--- Start ---
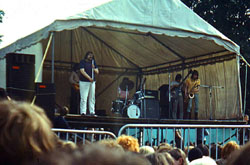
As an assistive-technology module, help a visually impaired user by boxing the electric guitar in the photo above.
[170,69,193,99]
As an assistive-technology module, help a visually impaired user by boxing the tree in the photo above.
[182,0,250,59]
[0,10,4,42]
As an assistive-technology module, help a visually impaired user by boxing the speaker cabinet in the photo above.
[141,99,160,119]
[6,53,35,101]
[35,83,56,123]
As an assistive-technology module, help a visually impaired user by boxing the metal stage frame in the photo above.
[65,114,246,135]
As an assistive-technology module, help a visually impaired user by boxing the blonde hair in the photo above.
[139,146,155,156]
[221,141,240,159]
[0,101,55,163]
[117,135,139,152]
[97,139,124,152]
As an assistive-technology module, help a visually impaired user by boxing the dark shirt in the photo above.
[79,60,98,82]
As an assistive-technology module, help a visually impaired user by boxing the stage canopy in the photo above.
[0,0,241,119]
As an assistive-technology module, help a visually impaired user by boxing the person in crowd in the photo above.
[210,143,222,160]
[156,143,173,153]
[196,128,209,145]
[227,142,250,165]
[197,144,209,156]
[69,64,80,114]
[139,146,155,156]
[162,152,175,165]
[117,135,139,152]
[79,51,99,116]
[185,70,200,119]
[169,148,187,165]
[146,152,173,165]
[98,139,124,152]
[188,147,203,162]
[170,74,183,119]
[37,143,150,165]
[217,141,240,165]
[189,156,217,165]
[0,101,56,165]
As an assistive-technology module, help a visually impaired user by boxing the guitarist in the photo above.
[170,74,183,119]
[185,70,200,120]
[69,64,80,114]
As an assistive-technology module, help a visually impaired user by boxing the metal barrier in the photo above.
[52,128,116,144]
[118,124,250,159]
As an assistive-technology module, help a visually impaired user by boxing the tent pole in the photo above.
[70,30,73,68]
[168,72,172,119]
[236,56,242,119]
[244,64,248,115]
[31,33,53,105]
[51,32,55,84]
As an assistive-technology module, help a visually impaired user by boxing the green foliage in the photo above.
[182,0,250,58]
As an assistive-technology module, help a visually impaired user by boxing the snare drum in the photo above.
[127,104,141,119]
[111,100,124,114]
[134,91,144,104]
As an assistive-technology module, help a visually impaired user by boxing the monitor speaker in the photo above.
[35,83,56,123]
[141,99,160,119]
[6,53,35,102]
--- End ---
Exercise objective: Render the listing, from its start through the line containing "[0,0,241,119]", inclusive, as a two-column CSV with the headers input and output. Give one row for each sentence and the coordinates beneath it, put each value in a quoted field with line breaks replaced by spaces, and leave the pictures out.

Worked solution:
input,output
"As an assistive-technology module, help a visually impaired user by boxing the electric guitar in the photo above.","[170,69,193,99]"
"As an assistive-technology module, help a visually impaired user by boxing the tree in the photo above.","[182,0,250,59] [0,10,4,42]"
"As an assistive-technology module, help a visually impaired user by boxing the speaker cabinet in the photo above.","[141,99,160,119] [6,53,35,101] [35,83,56,123]"
"As an assistive-technology module, help a visually impaired user by boxing the metal stage frame in the photo above.","[65,114,246,135]"
"As an assistive-technology module, help a visually impaired user by boxing the blonde hair in the photo above.","[139,146,155,156] [221,141,240,159] [0,101,55,163] [117,135,139,152] [97,139,124,152]"
"As an assistive-technology module, help a visually impaired user by boxing the dark shirt in the photo above.","[79,60,98,82]"
"As an assistive-technology module, help a visually impaired user by boxing the stage canopy in the photo above.","[0,0,241,119]"